** PROMPT **
Present the data once more in exactly its original form.

** WORKING DATA **
%%

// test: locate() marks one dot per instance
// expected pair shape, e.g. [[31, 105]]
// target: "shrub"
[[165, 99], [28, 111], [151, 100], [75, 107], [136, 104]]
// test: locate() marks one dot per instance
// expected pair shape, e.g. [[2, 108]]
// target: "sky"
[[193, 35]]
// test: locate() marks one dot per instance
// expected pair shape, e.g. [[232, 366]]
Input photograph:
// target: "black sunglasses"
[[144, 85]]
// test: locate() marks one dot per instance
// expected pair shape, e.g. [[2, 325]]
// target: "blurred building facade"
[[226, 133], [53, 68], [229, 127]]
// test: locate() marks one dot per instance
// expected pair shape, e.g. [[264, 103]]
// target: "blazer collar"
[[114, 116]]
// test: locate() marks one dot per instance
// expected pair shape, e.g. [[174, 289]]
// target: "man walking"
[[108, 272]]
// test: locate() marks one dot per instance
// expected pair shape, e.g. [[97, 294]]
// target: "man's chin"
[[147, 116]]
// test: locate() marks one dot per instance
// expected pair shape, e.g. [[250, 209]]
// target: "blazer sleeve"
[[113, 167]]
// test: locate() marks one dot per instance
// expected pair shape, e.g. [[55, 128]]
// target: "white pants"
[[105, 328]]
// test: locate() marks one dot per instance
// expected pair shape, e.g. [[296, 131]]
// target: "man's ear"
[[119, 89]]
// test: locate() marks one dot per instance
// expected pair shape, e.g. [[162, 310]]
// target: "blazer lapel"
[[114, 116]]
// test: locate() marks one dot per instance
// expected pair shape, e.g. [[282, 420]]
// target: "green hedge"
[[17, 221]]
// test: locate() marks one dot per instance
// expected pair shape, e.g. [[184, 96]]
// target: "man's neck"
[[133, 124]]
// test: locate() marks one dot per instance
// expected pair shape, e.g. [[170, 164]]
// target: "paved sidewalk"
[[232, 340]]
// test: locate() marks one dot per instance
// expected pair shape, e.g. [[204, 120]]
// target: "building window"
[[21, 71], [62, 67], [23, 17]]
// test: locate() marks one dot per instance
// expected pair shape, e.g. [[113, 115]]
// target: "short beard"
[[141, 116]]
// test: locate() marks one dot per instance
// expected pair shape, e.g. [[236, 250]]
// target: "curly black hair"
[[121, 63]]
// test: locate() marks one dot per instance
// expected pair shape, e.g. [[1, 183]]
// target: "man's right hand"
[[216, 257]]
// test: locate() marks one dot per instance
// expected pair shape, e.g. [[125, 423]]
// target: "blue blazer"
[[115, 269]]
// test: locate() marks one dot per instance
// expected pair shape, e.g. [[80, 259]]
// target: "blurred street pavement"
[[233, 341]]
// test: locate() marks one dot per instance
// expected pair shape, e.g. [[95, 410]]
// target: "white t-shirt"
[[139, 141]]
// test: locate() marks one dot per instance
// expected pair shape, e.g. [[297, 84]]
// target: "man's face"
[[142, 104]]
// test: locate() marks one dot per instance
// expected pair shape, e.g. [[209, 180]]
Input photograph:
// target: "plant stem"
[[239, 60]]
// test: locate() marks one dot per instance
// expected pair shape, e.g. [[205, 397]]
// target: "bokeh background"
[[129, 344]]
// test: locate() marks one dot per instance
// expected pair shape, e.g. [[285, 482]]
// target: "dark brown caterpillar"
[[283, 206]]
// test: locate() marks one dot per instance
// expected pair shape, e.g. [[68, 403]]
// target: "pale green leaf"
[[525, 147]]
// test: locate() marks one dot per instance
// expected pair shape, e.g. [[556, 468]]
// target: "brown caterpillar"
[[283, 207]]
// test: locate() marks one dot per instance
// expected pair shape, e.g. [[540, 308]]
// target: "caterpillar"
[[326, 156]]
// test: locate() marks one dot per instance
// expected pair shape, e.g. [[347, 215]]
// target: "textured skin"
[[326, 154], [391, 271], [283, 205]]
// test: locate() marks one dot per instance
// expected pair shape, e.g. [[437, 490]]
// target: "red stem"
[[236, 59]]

%%

** WRITTEN REPLY **
// test: locate() marks one dot per instance
// expected pair shape, e.g. [[31, 105]]
// target: "shrub"
[[165, 99], [28, 111], [151, 100], [75, 107], [136, 104]]
// test: locate() marks one dot per instance
// expected pair shape, e.g. [[2, 108]]
// target: "sky"
[[193, 35]]
// test: locate() marks one dot per instance
// expected pair shape, e.g. [[232, 366]]
Input photograph:
// target: "black sunglasses"
[[144, 85]]
// test: locate() marks one dot per instance
// expected pair shape, e.g. [[2, 325]]
// target: "blurred building facade"
[[226, 133], [53, 68], [229, 127]]
// test: locate() marks one dot per instance
// expected pair shape, e.g. [[264, 103]]
// target: "blazer collar"
[[114, 116]]
// test: locate() marks one dot per instance
// expected pair shape, e.g. [[174, 289]]
// target: "man walking"
[[108, 272]]
// test: locate() marks one dot per instance
// expected pair shape, e.g. [[97, 294]]
// target: "man's chin"
[[147, 116]]
// test: locate() marks one dot per instance
// expected pair shape, e.g. [[250, 209]]
// target: "blazer sleeve"
[[113, 167]]
// test: locate() marks one dot per instance
// expected pair shape, e.g. [[55, 128]]
// target: "white pants"
[[105, 328]]
// test: locate() marks one dot per instance
// expected pair shape, e.g. [[296, 131]]
// target: "man's ear"
[[119, 89]]
// test: locate() marks one dot per instance
// expected pair shape, e.g. [[162, 310]]
// target: "blazer lapel"
[[114, 116]]
// test: locate() marks one dot per instance
// expected pair shape, e.g. [[282, 420]]
// target: "green hedge"
[[17, 221]]
// test: locate() marks one dot per instance
// expected pair shape, e.g. [[184, 96]]
// target: "man's neck"
[[133, 124]]
// test: locate() marks one dot per instance
// expected pair shape, e.g. [[170, 164]]
// target: "paved sidewalk"
[[232, 340]]
// test: locate() marks one dot per instance
// expected pair shape, e.g. [[204, 120]]
// target: "building window"
[[21, 71], [62, 67], [23, 17]]
// test: locate() marks one dot per instance
// expected pair shape, e.g. [[113, 115]]
// target: "short beard"
[[141, 116]]
// test: locate() marks one dot per instance
// expected pair shape, e.g. [[236, 250]]
// target: "curly black hair"
[[121, 63]]
// test: locate() marks one dot per instance
// expected pair shape, e.g. [[1, 183]]
// target: "man's right hand"
[[216, 257]]
// test: locate() marks one dot per instance
// expected pair shape, e.g. [[125, 423]]
// target: "blue blazer"
[[115, 269]]
// test: locate() marks one dot per instance
// expected pair shape, e.g. [[80, 259]]
// target: "blurred street pavement"
[[233, 341]]
// test: locate() marks one dot per instance
// expected pair shape, e.g. [[95, 410]]
// target: "white t-shirt"
[[139, 141]]
// test: locate() marks one dot per instance
// expected pair shape, e.g. [[297, 84]]
// target: "man's face"
[[142, 104]]
// test: locate() marks one dot per instance
// expected pair shape, e.g. [[209, 180]]
Input photograph:
// target: "plant stem"
[[239, 60]]
// test: locate() marks one dot per instance
// expected pair shape, e.g. [[205, 397]]
// target: "bokeh background"
[[129, 344]]
// test: locate() marks one dot per instance
// expected pair shape, e.g. [[285, 482]]
// target: "dark brown caterpillar"
[[283, 206]]
// test: locate() marks one dot per instance
// expected pair shape, e.g. [[68, 403]]
// target: "pale green leaf"
[[525, 147]]
// test: locate() marks one dot per instance
// expected pair shape, e.g. [[556, 468]]
// target: "brown caterpillar"
[[283, 207]]
// test: locate() marks one dot per instance
// expected pair shape, e.g. [[540, 308]]
// target: "caterpillar"
[[326, 156]]
// test: locate() marks one dot per instance
// expected pair shape, e.g. [[347, 215]]
// target: "textured skin"
[[326, 154], [391, 271], [283, 205]]
// test: locate() marks one dot per instance
// expected pair shape, e.g. [[437, 490]]
// target: "red stem"
[[236, 59]]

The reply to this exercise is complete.